Exercise task:
Please put the lines of the items into a Markdown table, starting with the line that contains "mark the region of the denim" and going on through the end of the items, with the columns Row and Line and no blank lines.

Records for this exercise:
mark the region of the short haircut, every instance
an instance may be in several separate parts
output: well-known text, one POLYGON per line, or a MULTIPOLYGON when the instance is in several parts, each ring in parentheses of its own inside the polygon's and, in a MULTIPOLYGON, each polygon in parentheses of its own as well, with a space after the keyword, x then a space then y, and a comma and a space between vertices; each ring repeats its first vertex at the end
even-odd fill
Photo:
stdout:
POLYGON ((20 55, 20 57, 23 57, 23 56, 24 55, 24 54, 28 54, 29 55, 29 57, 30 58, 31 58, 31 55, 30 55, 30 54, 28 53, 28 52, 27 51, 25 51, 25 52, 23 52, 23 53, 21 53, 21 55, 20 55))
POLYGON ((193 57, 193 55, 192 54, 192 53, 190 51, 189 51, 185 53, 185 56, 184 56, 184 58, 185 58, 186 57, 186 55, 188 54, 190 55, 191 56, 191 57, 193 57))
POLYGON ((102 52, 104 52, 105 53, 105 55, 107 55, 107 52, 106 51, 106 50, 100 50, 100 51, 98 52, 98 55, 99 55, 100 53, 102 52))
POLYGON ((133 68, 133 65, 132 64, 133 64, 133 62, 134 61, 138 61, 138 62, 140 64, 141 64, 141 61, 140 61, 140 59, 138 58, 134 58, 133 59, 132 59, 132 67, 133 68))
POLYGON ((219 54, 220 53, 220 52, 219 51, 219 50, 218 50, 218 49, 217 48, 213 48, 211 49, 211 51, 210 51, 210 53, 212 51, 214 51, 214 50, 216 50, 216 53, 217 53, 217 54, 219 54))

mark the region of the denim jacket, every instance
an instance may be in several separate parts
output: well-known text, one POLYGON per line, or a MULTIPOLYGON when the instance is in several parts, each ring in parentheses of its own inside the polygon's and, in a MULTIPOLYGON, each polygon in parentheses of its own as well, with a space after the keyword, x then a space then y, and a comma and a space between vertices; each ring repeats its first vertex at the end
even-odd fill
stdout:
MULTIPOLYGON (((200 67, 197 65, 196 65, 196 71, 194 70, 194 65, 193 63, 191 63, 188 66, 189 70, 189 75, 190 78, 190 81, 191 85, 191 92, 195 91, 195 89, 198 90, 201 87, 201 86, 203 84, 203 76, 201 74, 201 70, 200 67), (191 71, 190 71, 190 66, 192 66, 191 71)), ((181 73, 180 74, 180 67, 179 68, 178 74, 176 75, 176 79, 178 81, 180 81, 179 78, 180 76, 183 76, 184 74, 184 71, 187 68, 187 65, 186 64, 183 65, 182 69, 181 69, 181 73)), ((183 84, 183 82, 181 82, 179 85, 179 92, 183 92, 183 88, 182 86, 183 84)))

Solution for this problem:
| Row | Line |
|---|---|
| 1 | mark the region of the denim jacket, every instance |
| 2 | an instance may be in several separate parts |
| 3 | output: well-known text, one POLYGON per line, or a MULTIPOLYGON when the instance is in several parts, each ring in parentheses of its own inside the polygon's and, in a MULTIPOLYGON, each polygon in parentheses of its own as well, with a space after the keyword, x then a space then y, and a comma and a space between vertices; each ring repeats its first vertex at the end |
| 4 | even-odd fill |
| 5 | stdout: |
| 6 | MULTIPOLYGON (((200 67, 197 65, 196 65, 196 71, 194 70, 194 65, 193 63, 191 63, 188 66, 189 70, 189 75, 190 78, 190 81, 191 85, 191 92, 195 91, 195 89, 198 90, 201 87, 201 86, 203 84, 203 76, 201 74, 201 70, 200 67), (191 71, 190 71, 190 66, 192 66, 191 71)), ((181 73, 180 74, 180 67, 179 68, 178 74, 176 75, 176 79, 178 81, 180 81, 179 78, 180 76, 183 76, 184 74, 184 71, 187 68, 187 65, 186 64, 183 65, 182 69, 181 69, 181 73)), ((183 84, 183 82, 181 82, 179 85, 179 92, 183 92, 183 88, 182 86, 183 84))) |